■ **Given request**
Update the rows below by changing every "ground truth" to "reference annotations". Keep all other text the same.

-- Start of Dataset --

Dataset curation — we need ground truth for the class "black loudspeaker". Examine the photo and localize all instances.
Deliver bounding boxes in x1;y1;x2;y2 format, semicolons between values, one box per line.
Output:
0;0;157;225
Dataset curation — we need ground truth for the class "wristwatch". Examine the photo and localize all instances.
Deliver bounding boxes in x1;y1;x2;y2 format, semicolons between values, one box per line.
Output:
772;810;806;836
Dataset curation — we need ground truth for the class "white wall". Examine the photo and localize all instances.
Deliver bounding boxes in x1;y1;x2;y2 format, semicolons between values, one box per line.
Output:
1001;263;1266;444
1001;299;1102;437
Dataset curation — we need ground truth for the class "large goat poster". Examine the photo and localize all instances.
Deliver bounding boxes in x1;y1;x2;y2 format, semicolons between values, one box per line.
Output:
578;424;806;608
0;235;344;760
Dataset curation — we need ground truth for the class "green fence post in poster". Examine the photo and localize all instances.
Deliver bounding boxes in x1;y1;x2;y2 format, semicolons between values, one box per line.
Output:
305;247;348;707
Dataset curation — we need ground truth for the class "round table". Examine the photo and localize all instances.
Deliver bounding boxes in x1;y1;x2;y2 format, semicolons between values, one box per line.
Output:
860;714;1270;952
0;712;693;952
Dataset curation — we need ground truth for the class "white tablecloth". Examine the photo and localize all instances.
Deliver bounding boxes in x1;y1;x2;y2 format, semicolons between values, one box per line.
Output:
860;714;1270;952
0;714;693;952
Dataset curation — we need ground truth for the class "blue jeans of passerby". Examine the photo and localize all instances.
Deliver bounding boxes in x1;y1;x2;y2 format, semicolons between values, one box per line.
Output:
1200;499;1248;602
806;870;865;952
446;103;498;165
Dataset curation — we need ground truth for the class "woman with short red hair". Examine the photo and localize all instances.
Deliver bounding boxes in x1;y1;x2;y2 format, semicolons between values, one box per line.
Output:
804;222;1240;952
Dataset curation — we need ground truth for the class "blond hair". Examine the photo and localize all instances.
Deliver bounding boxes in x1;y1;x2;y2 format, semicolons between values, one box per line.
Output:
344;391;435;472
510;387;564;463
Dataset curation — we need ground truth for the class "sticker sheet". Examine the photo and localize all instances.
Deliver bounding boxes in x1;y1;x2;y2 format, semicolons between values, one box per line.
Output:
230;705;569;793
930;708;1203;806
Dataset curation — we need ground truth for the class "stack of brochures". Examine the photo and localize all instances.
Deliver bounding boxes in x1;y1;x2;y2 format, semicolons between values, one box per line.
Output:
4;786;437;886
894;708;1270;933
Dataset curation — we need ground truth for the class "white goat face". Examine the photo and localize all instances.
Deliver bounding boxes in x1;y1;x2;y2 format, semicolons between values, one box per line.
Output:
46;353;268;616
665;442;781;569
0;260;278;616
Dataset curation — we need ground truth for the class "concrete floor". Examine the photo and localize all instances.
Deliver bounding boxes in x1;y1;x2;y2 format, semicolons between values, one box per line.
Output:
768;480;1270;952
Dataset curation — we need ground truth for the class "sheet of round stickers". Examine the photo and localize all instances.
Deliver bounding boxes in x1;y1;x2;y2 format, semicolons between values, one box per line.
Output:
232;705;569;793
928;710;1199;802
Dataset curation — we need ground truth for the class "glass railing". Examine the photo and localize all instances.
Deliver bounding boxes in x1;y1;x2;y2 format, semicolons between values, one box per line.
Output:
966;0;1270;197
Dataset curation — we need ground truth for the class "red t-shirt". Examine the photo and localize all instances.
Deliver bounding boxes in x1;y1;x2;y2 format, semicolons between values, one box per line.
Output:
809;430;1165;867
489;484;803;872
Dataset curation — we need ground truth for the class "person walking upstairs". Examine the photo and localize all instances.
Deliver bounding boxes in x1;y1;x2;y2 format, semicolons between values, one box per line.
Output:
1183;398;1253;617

-- End of Dataset --

■ **Expected answer**
Dataset curation — we need reference annotations for the class "black loudspeaker". Examine the photo and localize all instances.
Deliver bounding boxes in x1;y1;x2;y2 format, semicolons between values, one box per line.
Output:
0;0;157;225
Dataset curation — we need reference annotations for the class "wristwatch". Examine the photo and localize all instances.
Deliver bounding boxes in x1;y1;x2;y2 format, semicolons between values, one box per line.
Output:
772;810;806;836
Dataset curation — we need reference annotations for the class "white wall". Examine the photo and localize all instances.
Deliver bounding boxes in x1;y1;x2;y2 format, semicolons between values, one box per line.
Output:
1001;263;1266;444
1001;299;1102;437
Dataset curation — we need reference annotations for the class "large goat poster". Examine the photo and localize all instances.
Deliver bounding boxes in x1;y1;x2;y2 format, semicolons between values, one box per line.
Output:
578;424;806;608
0;235;344;760
Dataset curation — we need reference annotations for the class "green fence post in poster". Examine the photo and localize all instances.
Deliver bounding boxes in x1;y1;x2;y2 format, semicolons between values, one box per line.
Output:
305;247;348;707
Dataset curation — we need reference annotations for the class "round table". Examine the photo and localize all instances.
Deliver bounding boxes in x1;y1;x2;y2 format, semicolons between values, one box per line.
Output:
860;714;1270;952
0;712;693;952
Dataset curation — we need reference annotations for the class "white tablecloth". Examine the photo and localize all instances.
Deliver bounding boxes in x1;y1;x2;y2 format, semicolons between values, one box per line.
Output:
860;714;1270;952
0;714;693;952
Dataset curation — we need reference annotations for the class "blue jeans of passerby". Examine the photo and localize all instances.
Deliver bounding boxes in x1;y1;x2;y2 format, semicolons between values, one box per line.
Output:
1200;499;1248;602
806;870;865;952
446;103;498;165
Dataset curation — we need reference annotations for the class "woman with short red hair". Examine the photo and localize all instances.
Deliver bounding boxes in x1;y1;x2;y2 format, semicolons between values, one box per line.
Output:
804;222;1240;952
Dataset curation — we need reference annotations for the class "blond hair". Examine the photo and localize all instances.
Deliver bounding boxes in x1;y1;x2;y2 format, semicolons between values, one box per line.
Output:
344;391;435;472
510;387;564;463
Dataset curation — we need reference annotations for the class "sticker sheet". Examine the photo and localize all instances.
Deliver bounding boxes in x1;y1;x2;y2 format, semicolons between values, one box per line.
Output:
230;705;569;793
930;708;1203;806
Dataset curation — we need reference annotations for the class "stack of brochures". Examine the photo and localize all instances.
Deliver bounding boxes in x1;y1;x2;y2 format, semicolons between values, one box per line.
Output:
4;786;437;886
894;708;1270;933
Dataset curation — we need reference annotations for the class "white goat face". Examine the photo and localize all instances.
Deliver bounding boxes in x1;y1;x2;y2 format, semicolons between values, one box per line.
Output:
46;353;268;616
665;442;781;569
0;260;278;616
Dataset curation — we need reference annotations for the class "concrete floor". Examine the photo and localize all instances.
Deliver bounding boxes in x1;y1;x2;y2 format, semicolons between values, one box per line.
Output:
768;480;1270;952
Dataset curation — we need reference annotations for the class "sheet of round stickers". Examine the photo and localize all instances.
Deliver bounding boxes in x1;y1;x2;y2 format, semicolons between values, one box per line.
Output:
232;705;569;793
928;710;1199;802
Dataset curation — we need reference annotations for the class "glass railing". Examine the photo and localize all instances.
Deliver bounding boxes in x1;y1;x2;y2 format, semicolons between values, one box per line.
Output:
966;0;1270;197
Dataset curation — we need reference annotations for the class "red t-shirt". Examine the photo and localize all instances.
Deliver bounding boxes in x1;y1;x2;y2 format, semicolons between values, one box per line.
Output:
809;430;1165;867
489;484;803;872
Dataset curation — we need reference annotations for the class "person walking upstairs". Examine the photo and localize all instances.
Deliver bounding boxes in x1;y1;x2;y2 format, semicolons between values, one box per line.
Output:
1183;398;1253;617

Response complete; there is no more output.